* [Records provided]
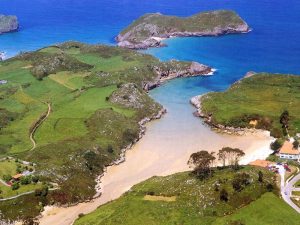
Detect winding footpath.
[29,103,51,151]
[280,170,300,213]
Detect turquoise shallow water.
[0,0,300,221]
[0,0,300,139]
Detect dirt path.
[29,103,51,151]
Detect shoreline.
[190,92,270,136]
[39,88,272,225]
[115,28,253,50]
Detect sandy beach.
[40,98,272,225]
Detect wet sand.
[40,99,272,225]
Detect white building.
[279,141,300,162]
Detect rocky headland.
[0,15,19,34]
[144,60,215,91]
[116,10,250,49]
[190,72,299,138]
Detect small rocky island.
[0,14,19,34]
[116,10,250,49]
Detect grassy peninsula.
[116,10,250,49]
[201,73,300,137]
[75,166,300,225]
[0,42,208,220]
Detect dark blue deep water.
[0,0,300,107]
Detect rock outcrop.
[116,10,250,49]
[144,60,215,91]
[0,15,19,34]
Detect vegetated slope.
[0,42,207,219]
[116,10,250,49]
[213,193,300,225]
[201,73,300,137]
[75,166,286,225]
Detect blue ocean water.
[0,0,300,107]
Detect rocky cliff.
[116,10,250,49]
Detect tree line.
[188,147,245,179]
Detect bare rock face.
[0,15,19,34]
[109,83,147,109]
[244,71,257,78]
[190,62,212,75]
[116,10,250,49]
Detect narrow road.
[0,188,58,202]
[29,103,51,151]
[0,178,10,187]
[281,173,300,213]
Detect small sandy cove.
[40,104,273,225]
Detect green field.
[202,73,300,137]
[0,160,17,179]
[75,167,288,225]
[0,42,197,219]
[0,183,43,198]
[213,193,300,225]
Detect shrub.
[3,174,12,182]
[31,176,39,183]
[270,139,282,151]
[267,183,274,192]
[11,182,20,190]
[107,145,114,153]
[220,188,228,202]
[258,171,264,182]
[20,176,31,185]
[232,173,250,192]
[293,140,299,149]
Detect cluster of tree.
[188,147,245,179]
[188,150,216,179]
[270,139,282,151]
[34,185,49,196]
[279,110,290,136]
[218,147,245,169]
[231,173,250,192]
[293,140,299,149]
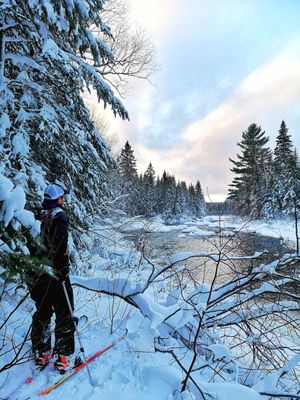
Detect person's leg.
[30,275,54,353]
[54,278,75,356]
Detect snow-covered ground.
[0,216,299,400]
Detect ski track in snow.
[0,217,294,400]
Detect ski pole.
[62,281,94,387]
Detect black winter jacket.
[40,207,69,279]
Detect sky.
[96,0,300,201]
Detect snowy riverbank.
[0,216,298,400]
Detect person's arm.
[51,212,69,279]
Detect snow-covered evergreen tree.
[195,181,206,218]
[273,121,297,215]
[118,141,143,215]
[229,124,271,217]
[0,0,128,230]
[142,163,156,216]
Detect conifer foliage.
[113,141,206,220]
[229,121,300,218]
[0,0,128,227]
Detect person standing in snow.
[29,184,75,372]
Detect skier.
[29,184,75,373]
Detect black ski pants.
[30,274,75,355]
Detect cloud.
[134,44,300,202]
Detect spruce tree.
[195,181,206,218]
[0,0,128,227]
[118,141,144,215]
[118,141,138,179]
[143,163,156,216]
[229,124,271,217]
[273,121,297,214]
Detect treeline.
[228,121,300,218]
[111,141,206,219]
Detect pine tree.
[118,141,144,215]
[143,163,156,216]
[118,141,137,179]
[273,121,297,214]
[229,124,271,217]
[195,181,206,218]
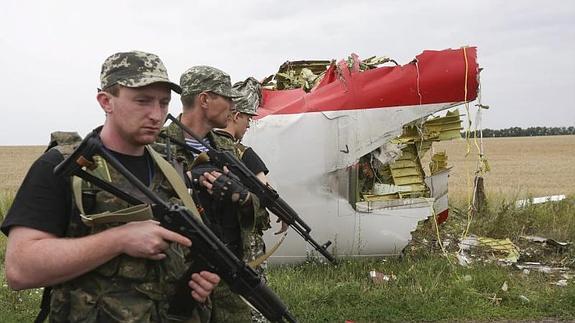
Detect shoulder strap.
[146,146,202,221]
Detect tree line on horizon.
[461,126,575,138]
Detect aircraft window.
[349,144,429,208]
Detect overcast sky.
[0,0,575,145]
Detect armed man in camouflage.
[2,51,219,322]
[214,77,288,322]
[158,66,261,322]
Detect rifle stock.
[54,132,297,322]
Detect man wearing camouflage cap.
[1,51,219,322]
[214,77,288,322]
[158,66,266,322]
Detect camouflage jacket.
[50,134,209,323]
[158,116,269,260]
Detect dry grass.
[0,136,575,201]
[428,136,575,201]
[0,146,46,192]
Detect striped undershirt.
[186,138,211,157]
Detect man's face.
[206,92,234,128]
[107,83,171,146]
[234,112,252,140]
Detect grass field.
[424,136,575,201]
[0,136,575,322]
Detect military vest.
[158,123,261,260]
[50,133,205,323]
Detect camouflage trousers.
[244,233,269,323]
[211,234,269,323]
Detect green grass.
[270,255,575,322]
[0,197,575,322]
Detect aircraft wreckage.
[244,47,479,263]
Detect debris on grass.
[369,270,397,285]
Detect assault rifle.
[54,131,297,322]
[167,113,336,264]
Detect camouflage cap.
[180,66,242,98]
[100,51,182,93]
[233,77,262,116]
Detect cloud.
[0,0,575,145]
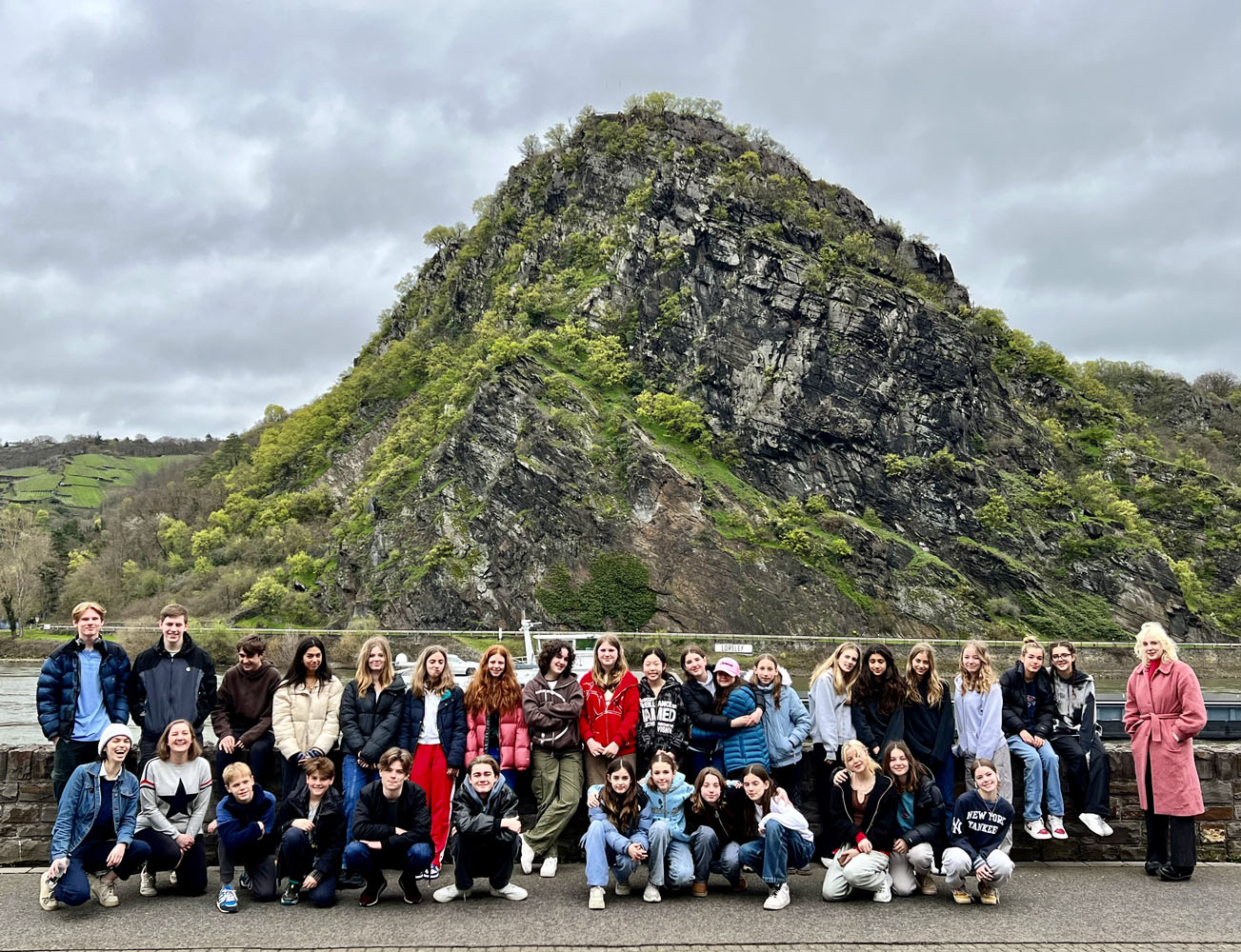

* [Do this] Render every line of the records above as a numbered list, omitting any blank lines and leaving out the pictures.

* [Problem solution]
1. Detect winding footpath.
2. [29,103,51,151]
3. [280,170,300,213]
4. Detect turquoise shallow water.
5. [0,0,300,221]
6. [0,0,300,139]
7. Detect dirt path.
8. [29,103,51,151]
9. Detect shoreline.
10. [190,92,270,136]
11. [39,88,272,225]
12. [115,28,253,50]
13. Detect sandy beach.
14. [40,98,272,225]
15. Detect wet sand.
16. [40,99,272,225]
17. Detect white building.
18. [279,141,300,162]
19. Detect rocky headland.
20. [0,15,19,34]
21. [144,60,215,91]
22. [116,10,250,49]
23. [190,72,299,138]
24. Detect small rocky island.
25. [0,14,19,34]
26. [116,10,250,49]
27. Detect grassy peninsula.
28. [116,10,250,49]
29. [201,73,300,137]
30. [75,166,300,225]
31. [0,42,208,220]
32. Detect dark blue deep water.
33. [0,0,300,107]
34. Detect rock outcrop.
35. [116,10,250,49]
36. [144,60,215,91]
37. [0,15,19,34]
38. Detect vegetated slope.
39. [0,42,207,219]
40. [116,10,250,49]
41. [213,193,300,225]
42. [201,73,300,137]
43. [75,166,286,225]
44. Detect blue ocean water.
45. [0,0,300,107]
46. Detect rocky cliff.
47. [116,10,250,49]
48. Detect tree line.
49. [188,147,245,179]
50. Detect bare rock face.
51. [0,15,19,34]
52. [109,83,147,109]
53. [244,71,257,78]
54. [190,62,212,75]
55. [116,10,250,49]
56. Detect narrow road.
57. [0,188,58,202]
58. [29,103,51,151]
59. [0,178,10,187]
60. [281,173,300,213]
61. Detect small sandy cove.
62. [40,104,273,225]
63. Detect green field.
64. [202,73,300,137]
65. [0,160,17,179]
66. [75,167,288,225]
67. [0,42,197,219]
68. [0,183,43,198]
69. [213,193,300,225]
70. Detect shrub.
71. [3,174,12,182]
72. [31,176,39,183]
73. [270,139,282,151]
74. [267,183,274,192]
75. [11,182,20,190]
76. [107,145,114,153]
77. [220,188,228,202]
78. [258,171,264,182]
79. [20,176,31,185]
80. [232,173,250,192]
81. [293,140,299,149]
82. Detect cluster of tree.
83. [188,147,245,179]
84. [188,150,216,179]
85. [270,139,282,151]
86. [34,185,49,196]
87. [279,110,290,136]
88. [218,147,245,169]
89. [231,173,250,192]
90. [293,140,299,149]
91. Detect person's leg.
92. [30,275,54,353]
93. [54,278,75,356]
94. Detect snow-covered ground.
95. [0,216,299,400]
96. Detect ski track in snow.
97. [0,217,294,400]
98. Detect ski pole.
99. [62,281,94,387]
100. Detect black winter jacket.
101. [40,207,69,279]
102. Detect sky.
103. [96,0,300,201]
104. Detect snowy riverbank.
105. [0,216,298,400]
106. Detect person's arm.
107. [51,212,69,279]
108. Detect snow-covered evergreen tree.
109. [195,181,206,218]
110. [273,121,297,215]
111. [118,141,143,215]
112. [229,124,271,217]
113. [0,0,128,230]
114. [142,163,156,216]
115. Detect conifer foliage.
116. [113,141,206,220]
117. [229,121,300,218]
118. [0,0,128,227]
119. Detect person standing in snow.
120. [29,184,75,372]
121. Detect skier.
122. [29,184,75,373]
123. Detect black ski pants.
124. [30,274,75,355]
125. Detect cloud.
126. [134,44,300,202]
127. Detect spruce tree.
128. [195,181,206,218]
129. [0,0,128,227]
130. [118,141,144,215]
131. [118,141,138,179]
132. [143,163,156,216]
133. [229,124,271,217]
134. [273,121,297,214]
135. Detect treeline.
136. [228,121,300,218]
137. [111,141,206,219]
138. Detect pine tree.
139. [118,141,144,215]
140. [143,163,156,216]
141. [118,141,137,179]
142. [273,121,297,214]
143. [229,124,271,217]
144. [195,181,206,218]
145. Detect shoulder strap.
146. [146,146,202,221]
147. Detect tree line on horizon.
148. [461,126,575,138]
149. Detect aircraft window.
150. [349,144,429,208]
151. Detect overcast sky.
152. [0,0,575,145]
153. Detect armed man in camouflage.
154. [2,51,219,322]
155. [214,77,288,322]
156. [158,66,261,322]
157. Detect rifle stock.
158. [54,132,297,322]
159. Detect man wearing camouflage cap.
160. [1,51,219,322]
161. [214,77,288,322]
162. [158,66,266,322]
163. Detect camouflage jacket.
164. [50,134,209,323]
165. [158,116,269,260]
166. Detect dry grass.
167. [0,136,575,201]
168. [428,136,575,201]
169. [0,146,46,192]
170. Detect striped undershirt.
171. [186,138,211,157]
172. Detect man's face.
173. [206,92,234,128]
174. [107,83,171,146]
175. [234,112,252,140]
176. Detect grass field.
177. [424,136,575,201]
178. [0,136,575,322]
179. Detect military vest.
180. [158,123,261,260]
181. [50,133,205,323]
182. Detect camouflage trousers.
183. [244,233,269,323]
184. [211,234,269,323]
185. Detect green grass.
186. [270,255,575,322]
187. [0,197,575,322]
188. Detect aircraft wreckage.
189. [244,47,479,263]
190. Detect debris on grass.
191. [369,270,397,285]
192. Detect assault rifle.
193. [54,131,297,322]
194. [167,113,336,264]
195. Detect camouflage cap.
196. [180,66,242,98]
197. [100,51,182,93]
198. [233,77,262,116]
199. Detect cloud.
200. [0,0,575,145]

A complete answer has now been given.